DIRECTION 1:
In the comment thread, what does pegoleg say H.B. gave the blogger?
DIRECTION 2:
Rewrite the comment thread from "Whoop, whoop, whoop!" to "cause GI probs!", swapping "journalists" for "reporters".
DIRECTION 3:
Carry on the comment thread from its last comment.

DOCUMENT SEGMENT:
***

Life in the Boomer Lane
April 11, 2012
As he is to you. He probably invented you.
pegoleg
April 11, 2012
Fascinating interview, and how cool that H.B. gave you that old photo of his plant. I bet the Depends girl often thinks of hunks of chocolate when picking up his discards – sorry, didn’t need to go there.
Whoop, whoop, whoop!
Life in the Boomer Lane
April 11, 2012
Peg, I seriously never knew you were capable of such low life humor. I like that.
pegoleg
April 11, 2012
Something to do with the people I’ve been hanging out with lately.
Elyse
April 11, 2012
You journalists get all the fun interviews. Now you will know to bring Depends for each one — especially if RPBCs are involved, because I hear they cause GI probs!
Life in the Boomer Lane
April 11, 2012
I’ve been known to OD on chocolate, then go out in public and wish I had Depends on.

***

Object point labels:
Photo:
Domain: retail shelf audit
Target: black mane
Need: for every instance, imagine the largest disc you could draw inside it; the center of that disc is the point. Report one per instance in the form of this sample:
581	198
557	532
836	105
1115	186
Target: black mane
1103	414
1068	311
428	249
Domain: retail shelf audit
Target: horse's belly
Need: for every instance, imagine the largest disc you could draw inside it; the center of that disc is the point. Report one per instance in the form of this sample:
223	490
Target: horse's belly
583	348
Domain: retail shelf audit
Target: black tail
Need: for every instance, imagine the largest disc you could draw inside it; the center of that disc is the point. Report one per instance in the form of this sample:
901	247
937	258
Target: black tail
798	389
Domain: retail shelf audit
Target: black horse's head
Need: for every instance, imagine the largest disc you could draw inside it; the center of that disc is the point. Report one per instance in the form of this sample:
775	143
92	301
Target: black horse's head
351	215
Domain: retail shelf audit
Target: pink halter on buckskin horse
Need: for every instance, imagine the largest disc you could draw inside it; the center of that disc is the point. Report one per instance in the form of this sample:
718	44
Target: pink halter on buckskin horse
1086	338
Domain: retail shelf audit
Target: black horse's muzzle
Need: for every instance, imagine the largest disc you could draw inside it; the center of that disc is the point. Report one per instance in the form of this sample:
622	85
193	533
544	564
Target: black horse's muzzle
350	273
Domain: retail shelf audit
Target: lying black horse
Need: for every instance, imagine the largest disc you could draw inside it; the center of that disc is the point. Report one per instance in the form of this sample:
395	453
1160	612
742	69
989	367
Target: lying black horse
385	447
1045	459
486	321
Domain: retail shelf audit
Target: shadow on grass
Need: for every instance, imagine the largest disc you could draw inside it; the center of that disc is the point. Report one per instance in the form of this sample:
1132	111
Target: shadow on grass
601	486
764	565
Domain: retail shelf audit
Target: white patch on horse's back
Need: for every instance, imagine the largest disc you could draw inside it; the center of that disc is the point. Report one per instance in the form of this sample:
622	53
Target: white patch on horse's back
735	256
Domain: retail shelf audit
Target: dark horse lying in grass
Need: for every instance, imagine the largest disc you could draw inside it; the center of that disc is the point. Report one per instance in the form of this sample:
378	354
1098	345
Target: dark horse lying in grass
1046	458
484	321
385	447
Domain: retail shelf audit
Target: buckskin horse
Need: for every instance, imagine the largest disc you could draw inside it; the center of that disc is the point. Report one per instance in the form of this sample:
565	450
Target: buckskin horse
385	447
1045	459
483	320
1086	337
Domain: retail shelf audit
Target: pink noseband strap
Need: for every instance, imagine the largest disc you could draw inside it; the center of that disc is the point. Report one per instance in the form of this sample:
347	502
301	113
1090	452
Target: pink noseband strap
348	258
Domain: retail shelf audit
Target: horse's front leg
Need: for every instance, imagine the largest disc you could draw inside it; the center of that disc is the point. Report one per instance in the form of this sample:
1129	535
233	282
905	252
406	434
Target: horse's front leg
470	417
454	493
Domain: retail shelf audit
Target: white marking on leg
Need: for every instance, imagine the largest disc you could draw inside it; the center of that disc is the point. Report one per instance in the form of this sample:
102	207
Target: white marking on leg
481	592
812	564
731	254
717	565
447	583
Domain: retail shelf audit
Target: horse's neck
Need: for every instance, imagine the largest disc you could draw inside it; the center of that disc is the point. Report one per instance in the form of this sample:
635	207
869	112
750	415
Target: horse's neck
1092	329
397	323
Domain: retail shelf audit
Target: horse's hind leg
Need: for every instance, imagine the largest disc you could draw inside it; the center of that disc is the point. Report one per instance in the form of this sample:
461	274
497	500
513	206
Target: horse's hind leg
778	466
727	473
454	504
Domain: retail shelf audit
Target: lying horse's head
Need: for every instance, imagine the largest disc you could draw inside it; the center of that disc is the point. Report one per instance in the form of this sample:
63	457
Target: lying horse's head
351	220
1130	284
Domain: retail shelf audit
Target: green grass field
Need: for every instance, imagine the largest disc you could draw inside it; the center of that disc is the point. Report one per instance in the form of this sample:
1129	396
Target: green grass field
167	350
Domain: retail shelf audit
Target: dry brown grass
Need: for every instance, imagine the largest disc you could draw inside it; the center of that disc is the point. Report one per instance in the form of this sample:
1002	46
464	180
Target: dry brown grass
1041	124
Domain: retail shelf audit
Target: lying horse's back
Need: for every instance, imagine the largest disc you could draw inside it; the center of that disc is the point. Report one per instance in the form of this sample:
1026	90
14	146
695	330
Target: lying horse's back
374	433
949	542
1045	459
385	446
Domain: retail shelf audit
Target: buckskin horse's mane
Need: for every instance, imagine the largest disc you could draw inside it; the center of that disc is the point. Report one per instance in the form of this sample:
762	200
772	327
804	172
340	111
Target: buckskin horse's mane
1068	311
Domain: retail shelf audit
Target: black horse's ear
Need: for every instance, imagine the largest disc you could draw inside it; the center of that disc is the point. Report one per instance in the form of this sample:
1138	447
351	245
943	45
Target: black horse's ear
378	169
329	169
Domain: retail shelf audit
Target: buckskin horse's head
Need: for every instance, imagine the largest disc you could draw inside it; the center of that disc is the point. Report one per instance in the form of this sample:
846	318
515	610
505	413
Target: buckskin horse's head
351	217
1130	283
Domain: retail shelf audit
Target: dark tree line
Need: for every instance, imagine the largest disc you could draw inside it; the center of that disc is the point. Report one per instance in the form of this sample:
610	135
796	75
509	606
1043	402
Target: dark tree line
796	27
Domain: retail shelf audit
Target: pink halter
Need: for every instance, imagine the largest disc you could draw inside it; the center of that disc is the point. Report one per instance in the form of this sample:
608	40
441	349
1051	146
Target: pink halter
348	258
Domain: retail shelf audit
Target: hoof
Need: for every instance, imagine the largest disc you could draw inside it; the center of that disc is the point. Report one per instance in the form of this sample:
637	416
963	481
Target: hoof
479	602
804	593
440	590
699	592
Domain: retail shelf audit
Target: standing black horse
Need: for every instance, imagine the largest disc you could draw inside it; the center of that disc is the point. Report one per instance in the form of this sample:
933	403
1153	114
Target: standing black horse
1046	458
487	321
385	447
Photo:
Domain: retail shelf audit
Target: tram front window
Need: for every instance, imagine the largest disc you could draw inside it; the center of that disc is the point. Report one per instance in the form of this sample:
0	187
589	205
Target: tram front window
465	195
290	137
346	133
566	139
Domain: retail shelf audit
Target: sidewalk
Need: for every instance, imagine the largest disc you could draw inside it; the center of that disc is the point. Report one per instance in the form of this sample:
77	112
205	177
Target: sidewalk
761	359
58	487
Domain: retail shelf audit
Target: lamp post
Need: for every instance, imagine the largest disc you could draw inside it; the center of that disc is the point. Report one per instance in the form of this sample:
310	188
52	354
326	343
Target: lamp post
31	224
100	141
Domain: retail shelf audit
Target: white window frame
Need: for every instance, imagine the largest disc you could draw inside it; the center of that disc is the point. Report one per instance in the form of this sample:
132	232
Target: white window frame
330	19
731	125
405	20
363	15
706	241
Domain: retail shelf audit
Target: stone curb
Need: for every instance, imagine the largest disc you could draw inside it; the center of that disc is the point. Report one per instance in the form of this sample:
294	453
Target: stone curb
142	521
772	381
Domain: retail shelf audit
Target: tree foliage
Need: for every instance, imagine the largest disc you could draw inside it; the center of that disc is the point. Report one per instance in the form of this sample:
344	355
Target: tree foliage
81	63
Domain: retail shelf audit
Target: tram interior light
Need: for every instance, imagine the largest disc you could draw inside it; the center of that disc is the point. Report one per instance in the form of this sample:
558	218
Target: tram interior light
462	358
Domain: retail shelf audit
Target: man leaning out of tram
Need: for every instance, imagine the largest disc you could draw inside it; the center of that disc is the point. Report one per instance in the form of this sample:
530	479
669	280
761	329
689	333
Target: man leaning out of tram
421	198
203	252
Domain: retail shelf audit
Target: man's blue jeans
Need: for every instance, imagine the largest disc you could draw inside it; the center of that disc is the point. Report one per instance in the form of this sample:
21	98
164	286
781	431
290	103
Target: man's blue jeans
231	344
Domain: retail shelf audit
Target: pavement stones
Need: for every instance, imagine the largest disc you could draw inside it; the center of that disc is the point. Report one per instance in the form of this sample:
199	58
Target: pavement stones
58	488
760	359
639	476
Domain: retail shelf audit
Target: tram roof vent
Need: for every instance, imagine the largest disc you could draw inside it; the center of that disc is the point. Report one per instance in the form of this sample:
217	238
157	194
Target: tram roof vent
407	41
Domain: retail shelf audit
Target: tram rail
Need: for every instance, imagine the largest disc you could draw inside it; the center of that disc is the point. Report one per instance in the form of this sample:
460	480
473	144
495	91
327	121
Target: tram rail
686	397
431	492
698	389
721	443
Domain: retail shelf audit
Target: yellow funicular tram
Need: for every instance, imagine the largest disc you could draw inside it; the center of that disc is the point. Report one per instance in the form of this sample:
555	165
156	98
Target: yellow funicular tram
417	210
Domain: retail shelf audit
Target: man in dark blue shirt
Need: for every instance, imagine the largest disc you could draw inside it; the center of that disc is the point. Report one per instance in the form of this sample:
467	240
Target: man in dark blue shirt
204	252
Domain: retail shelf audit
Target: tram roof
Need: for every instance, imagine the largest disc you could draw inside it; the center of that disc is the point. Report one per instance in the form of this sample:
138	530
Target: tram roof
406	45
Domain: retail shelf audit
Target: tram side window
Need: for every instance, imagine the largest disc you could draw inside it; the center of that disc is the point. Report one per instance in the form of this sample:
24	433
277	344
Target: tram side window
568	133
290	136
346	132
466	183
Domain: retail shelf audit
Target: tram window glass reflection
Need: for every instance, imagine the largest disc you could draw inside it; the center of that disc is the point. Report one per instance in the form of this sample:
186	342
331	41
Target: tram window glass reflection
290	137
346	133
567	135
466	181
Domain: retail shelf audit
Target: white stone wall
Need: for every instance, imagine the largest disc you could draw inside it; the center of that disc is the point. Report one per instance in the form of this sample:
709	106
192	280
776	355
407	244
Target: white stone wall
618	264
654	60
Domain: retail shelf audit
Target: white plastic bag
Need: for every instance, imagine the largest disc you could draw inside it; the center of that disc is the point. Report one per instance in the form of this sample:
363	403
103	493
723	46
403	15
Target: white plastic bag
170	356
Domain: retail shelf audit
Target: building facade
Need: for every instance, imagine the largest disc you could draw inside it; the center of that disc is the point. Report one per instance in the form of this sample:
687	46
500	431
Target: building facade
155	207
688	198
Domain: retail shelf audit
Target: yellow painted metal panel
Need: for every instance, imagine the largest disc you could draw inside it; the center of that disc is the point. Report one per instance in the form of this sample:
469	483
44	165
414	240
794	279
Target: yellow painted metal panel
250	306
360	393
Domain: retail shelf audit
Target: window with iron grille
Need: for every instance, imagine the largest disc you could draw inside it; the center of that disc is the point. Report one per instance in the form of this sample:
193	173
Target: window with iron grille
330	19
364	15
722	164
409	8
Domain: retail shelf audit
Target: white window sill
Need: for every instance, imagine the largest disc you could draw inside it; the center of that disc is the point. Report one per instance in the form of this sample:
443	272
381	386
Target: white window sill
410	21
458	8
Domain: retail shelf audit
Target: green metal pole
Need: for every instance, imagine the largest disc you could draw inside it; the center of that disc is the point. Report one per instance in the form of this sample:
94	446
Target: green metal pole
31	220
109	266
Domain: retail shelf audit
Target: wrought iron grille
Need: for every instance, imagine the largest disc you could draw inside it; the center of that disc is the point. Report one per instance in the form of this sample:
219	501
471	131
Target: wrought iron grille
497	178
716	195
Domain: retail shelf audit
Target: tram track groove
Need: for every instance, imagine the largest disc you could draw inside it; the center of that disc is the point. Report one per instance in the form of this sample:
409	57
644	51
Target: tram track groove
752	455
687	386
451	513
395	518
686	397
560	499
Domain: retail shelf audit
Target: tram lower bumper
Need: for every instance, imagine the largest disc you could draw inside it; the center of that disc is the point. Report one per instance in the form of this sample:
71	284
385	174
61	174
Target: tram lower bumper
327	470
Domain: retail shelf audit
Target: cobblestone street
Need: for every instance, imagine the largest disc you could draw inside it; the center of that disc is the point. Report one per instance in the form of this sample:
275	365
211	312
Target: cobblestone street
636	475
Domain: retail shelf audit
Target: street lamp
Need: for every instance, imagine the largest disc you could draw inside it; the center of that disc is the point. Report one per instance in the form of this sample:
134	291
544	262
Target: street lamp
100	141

***

RIGHT ANSWER 1:
An old photo of his plant.

RIGHT ANSWER 2:
Whoop, whoop, whoop!
Life in the Boomer Lane
April 11, 2012
Peg, I seriously never knew you were capable of such low life humor. I like that.
pegoleg
April 11, 2012
Something to do with the people I’ve been hanging out with lately.
Elyse
April 11, 2012
You reporters get all the fun interviews. Now you will know to bring Depends for each one — especially if RPBCs are involved, because I hear they cause GI probs!

RIGHT ANSWER 3:
She's a Maineiac
April 11, 2012
Hilarious! But you did mention a do-it-yourself colonoscopy so now I’m not so sure I like peanut butter cups anymore. Nah, I still love ’em!
Life in the Boomer Lane
April 11, 2012
Hey, don’t knock it. Maybe I can patent it.
Deborah the Closet Monster
April 11, 2012
Oh, how I wish this did not recall actual on-the-job experiences! 😀
Life in the Boomer Lane
April 11, 2012
Now that’s funny!
bigsheepcommunications
April 11, 2012
Well, I’m just thankful he also invented the internet (sorry Al).
Life in the Boomer Lane
April 11, 2012
You bet!
spilledinkguy
April 11, 2012
Hahaha…
the tape of this interview (should you choose to accept it) will explode into a pile of PBC goo in three seconds.
Que the Depends girl.
Or Tom Cruise.
🙂
Life in the Boomer Lane
April 11, 2012
Both the depends Girl and Tom Cruise are standing by to answer fan mail or clean up the mess.
happykidshappymom
April 11, 2012
Fascinating. And I thought I knew my history! Guess I have some brushing up to do. Thanks for setting the record straight. (PS — if you want to add my link, my username is happykidshappymom, but my blog is Play 101 http://play101.wordpress.com.) 🙂
Life in the Boomer Lane
April 11, 2012
Done. I actually did it before posting, but WP sent me a strange message about my corrections not taking. This time it took!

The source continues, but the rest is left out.